Part of a data file:
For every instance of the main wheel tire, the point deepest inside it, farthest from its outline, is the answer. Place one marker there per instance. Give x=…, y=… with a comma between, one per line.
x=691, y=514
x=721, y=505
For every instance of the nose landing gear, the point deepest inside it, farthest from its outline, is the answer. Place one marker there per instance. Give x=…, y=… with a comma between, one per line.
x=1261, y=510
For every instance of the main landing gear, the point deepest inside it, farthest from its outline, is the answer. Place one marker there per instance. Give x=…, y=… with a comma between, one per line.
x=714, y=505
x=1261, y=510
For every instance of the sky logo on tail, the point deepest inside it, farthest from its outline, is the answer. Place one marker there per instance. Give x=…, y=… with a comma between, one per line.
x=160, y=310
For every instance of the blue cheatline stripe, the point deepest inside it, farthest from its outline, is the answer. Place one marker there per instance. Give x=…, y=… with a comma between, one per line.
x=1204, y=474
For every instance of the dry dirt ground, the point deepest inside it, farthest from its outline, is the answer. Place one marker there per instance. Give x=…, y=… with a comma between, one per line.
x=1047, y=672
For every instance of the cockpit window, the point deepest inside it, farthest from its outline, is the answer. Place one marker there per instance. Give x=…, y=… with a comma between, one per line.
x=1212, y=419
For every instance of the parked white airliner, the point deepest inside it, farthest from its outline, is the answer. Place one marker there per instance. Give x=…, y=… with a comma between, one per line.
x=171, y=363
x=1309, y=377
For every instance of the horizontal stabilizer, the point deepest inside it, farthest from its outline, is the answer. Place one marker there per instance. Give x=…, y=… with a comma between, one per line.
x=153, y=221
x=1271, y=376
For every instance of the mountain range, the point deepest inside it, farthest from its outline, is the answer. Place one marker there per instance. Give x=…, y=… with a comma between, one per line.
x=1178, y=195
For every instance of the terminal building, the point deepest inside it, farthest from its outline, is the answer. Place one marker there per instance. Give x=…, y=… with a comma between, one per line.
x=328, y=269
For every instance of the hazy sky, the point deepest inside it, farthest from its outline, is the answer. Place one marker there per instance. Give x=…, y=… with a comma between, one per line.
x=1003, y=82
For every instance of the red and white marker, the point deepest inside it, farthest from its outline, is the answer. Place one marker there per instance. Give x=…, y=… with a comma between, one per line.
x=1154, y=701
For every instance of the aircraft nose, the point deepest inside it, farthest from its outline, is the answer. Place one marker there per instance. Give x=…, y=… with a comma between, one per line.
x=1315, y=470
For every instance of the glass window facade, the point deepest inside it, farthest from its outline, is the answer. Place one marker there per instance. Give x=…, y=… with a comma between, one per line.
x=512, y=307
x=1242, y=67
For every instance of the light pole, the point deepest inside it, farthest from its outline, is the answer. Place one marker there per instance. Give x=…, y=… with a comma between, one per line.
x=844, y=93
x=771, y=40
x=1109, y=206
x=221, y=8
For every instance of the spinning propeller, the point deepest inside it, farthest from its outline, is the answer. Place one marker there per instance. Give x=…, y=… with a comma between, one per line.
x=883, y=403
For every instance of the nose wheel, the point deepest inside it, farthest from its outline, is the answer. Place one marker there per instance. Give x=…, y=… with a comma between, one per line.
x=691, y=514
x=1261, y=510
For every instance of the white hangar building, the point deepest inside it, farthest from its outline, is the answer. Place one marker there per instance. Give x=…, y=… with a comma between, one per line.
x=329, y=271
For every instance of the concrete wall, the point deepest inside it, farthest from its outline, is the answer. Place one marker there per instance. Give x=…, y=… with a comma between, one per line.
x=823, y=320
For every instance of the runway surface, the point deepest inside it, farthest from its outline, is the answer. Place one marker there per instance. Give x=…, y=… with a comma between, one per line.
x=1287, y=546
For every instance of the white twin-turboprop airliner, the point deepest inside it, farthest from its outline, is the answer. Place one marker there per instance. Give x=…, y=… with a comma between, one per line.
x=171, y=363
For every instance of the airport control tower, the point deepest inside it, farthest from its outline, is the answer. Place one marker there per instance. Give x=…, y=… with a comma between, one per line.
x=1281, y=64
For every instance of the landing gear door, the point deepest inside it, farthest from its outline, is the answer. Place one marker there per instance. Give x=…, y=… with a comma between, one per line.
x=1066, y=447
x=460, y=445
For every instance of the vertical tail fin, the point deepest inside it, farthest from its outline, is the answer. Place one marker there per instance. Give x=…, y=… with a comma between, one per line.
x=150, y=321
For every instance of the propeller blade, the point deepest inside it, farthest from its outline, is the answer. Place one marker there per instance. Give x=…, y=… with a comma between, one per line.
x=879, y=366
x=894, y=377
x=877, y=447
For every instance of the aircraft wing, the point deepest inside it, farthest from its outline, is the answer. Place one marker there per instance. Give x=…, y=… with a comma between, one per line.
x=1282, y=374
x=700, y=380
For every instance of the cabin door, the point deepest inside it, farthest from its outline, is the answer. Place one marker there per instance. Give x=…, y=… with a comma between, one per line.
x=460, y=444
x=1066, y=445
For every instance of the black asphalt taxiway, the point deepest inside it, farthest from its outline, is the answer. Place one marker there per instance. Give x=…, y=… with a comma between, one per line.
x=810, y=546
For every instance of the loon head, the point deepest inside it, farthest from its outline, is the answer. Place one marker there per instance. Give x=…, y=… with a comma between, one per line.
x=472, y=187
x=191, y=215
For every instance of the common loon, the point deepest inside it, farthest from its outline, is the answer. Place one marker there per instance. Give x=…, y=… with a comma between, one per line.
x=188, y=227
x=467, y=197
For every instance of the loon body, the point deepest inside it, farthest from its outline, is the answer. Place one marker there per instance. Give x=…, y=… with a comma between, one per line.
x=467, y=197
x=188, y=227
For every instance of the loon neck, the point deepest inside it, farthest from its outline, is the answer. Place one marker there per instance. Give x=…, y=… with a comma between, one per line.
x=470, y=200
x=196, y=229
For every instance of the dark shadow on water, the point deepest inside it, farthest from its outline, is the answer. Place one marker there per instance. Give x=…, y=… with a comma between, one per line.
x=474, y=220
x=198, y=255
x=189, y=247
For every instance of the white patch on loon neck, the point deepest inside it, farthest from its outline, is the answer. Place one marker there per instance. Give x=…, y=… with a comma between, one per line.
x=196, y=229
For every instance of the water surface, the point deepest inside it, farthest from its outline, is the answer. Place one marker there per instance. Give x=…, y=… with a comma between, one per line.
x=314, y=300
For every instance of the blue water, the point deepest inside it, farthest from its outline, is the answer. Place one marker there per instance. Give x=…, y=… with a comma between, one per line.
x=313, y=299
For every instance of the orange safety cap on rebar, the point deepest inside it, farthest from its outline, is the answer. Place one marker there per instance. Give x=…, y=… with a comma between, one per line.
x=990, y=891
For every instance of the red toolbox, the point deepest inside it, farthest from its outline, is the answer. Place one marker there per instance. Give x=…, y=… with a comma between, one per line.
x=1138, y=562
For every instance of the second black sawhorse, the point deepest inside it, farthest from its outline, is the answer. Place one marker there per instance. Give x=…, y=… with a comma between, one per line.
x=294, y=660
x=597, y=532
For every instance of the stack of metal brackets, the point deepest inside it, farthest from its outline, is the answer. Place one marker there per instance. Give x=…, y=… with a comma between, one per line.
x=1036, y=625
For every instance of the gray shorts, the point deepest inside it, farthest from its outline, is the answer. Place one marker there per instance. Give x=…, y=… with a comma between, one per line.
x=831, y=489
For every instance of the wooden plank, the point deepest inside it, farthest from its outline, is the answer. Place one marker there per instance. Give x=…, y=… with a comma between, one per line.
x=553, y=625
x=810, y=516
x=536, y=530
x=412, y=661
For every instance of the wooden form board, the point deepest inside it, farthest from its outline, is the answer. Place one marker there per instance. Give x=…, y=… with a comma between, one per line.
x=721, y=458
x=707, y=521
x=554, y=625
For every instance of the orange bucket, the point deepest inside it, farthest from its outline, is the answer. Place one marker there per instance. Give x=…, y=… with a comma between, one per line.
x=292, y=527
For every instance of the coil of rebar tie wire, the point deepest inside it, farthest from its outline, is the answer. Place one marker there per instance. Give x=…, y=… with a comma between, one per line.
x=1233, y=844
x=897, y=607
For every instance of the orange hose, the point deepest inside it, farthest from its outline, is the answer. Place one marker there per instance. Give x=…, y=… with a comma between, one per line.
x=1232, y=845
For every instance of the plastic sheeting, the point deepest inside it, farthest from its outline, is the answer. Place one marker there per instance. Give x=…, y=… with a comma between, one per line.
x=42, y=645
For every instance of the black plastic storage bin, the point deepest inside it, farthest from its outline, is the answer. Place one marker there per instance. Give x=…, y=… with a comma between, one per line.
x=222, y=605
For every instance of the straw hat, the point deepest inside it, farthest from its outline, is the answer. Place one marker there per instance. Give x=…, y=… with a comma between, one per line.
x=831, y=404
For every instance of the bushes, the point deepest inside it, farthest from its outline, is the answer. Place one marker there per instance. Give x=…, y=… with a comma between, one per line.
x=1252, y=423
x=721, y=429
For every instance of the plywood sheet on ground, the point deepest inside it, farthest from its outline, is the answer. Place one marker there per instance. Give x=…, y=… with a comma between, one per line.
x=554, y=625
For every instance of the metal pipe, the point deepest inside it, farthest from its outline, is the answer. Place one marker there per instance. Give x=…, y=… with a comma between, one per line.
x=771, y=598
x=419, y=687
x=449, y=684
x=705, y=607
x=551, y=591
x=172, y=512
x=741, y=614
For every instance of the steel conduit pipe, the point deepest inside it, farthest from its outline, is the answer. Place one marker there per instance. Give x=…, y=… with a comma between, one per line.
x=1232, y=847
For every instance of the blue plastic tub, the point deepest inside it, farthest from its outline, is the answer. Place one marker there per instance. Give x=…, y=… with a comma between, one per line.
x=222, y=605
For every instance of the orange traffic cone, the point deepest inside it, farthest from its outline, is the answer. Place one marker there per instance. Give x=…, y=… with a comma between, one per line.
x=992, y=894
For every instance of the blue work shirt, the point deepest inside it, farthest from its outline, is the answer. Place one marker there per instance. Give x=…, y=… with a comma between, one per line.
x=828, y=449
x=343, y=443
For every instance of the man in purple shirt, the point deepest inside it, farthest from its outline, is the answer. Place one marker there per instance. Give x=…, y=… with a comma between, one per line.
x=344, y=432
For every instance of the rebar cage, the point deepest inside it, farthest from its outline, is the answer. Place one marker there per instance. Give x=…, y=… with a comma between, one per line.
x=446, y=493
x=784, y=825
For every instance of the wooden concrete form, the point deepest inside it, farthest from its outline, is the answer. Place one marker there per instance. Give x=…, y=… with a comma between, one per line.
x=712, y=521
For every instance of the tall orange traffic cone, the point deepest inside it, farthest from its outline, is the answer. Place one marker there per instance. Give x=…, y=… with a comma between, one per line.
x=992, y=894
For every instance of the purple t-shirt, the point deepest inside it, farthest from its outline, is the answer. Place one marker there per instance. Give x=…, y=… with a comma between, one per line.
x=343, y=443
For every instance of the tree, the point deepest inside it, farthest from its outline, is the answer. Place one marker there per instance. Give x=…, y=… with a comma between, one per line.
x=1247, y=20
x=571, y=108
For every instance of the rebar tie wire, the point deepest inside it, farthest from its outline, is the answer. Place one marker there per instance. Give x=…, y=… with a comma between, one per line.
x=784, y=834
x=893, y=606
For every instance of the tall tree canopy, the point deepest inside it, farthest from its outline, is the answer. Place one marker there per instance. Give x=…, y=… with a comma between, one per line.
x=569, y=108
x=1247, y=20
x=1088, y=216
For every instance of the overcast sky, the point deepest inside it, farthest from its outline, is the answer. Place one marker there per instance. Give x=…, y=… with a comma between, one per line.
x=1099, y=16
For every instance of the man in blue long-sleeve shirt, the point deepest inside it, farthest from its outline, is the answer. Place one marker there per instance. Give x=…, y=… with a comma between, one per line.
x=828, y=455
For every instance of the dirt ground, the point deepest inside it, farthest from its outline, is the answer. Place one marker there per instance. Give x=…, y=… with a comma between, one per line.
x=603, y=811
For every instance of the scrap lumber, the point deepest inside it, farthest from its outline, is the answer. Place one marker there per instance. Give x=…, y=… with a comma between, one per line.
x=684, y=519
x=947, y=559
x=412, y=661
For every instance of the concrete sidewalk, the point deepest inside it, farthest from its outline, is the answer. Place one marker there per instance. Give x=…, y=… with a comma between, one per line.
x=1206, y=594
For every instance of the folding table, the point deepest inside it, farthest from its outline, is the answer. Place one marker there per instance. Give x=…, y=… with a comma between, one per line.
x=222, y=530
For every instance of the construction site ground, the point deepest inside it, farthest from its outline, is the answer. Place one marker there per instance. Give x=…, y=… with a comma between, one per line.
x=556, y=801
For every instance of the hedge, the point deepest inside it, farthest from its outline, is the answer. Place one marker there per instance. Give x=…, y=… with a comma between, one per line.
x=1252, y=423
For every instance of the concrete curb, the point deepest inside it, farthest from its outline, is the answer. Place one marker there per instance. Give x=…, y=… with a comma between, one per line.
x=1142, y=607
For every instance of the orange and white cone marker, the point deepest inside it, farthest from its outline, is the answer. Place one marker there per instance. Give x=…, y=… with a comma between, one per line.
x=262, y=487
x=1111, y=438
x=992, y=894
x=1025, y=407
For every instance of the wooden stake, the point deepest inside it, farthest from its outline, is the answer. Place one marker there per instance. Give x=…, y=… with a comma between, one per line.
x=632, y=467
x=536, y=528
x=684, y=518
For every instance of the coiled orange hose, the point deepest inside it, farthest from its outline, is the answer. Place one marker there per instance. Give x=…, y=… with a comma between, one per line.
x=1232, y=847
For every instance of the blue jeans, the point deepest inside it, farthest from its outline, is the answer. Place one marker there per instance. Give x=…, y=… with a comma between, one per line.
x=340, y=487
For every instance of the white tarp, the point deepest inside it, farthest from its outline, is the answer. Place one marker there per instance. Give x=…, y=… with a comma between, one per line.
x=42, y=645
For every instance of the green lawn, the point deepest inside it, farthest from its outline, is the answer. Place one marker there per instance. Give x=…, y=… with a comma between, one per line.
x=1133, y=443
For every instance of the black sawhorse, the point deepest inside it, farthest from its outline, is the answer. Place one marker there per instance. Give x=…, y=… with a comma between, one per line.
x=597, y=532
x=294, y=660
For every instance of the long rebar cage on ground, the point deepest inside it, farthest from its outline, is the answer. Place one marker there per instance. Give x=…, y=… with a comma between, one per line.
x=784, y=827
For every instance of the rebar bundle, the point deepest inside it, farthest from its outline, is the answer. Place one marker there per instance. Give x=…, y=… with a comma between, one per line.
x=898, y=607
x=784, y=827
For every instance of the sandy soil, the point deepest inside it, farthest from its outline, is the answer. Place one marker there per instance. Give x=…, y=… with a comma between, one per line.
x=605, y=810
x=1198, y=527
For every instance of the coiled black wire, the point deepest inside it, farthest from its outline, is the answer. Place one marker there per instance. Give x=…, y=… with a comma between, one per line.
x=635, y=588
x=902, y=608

What to work on: Return, unchanged, the lines from the one containing "For every instance of the sky" through the one containing "x=160, y=310", with both of those lines included.

Written response:
For every instance of the sky logo on tail, the point deepest inside it, farthest from its outline, is the answer. Place one marker there per instance. Give x=…, y=… with a comma between, one per line.
x=160, y=310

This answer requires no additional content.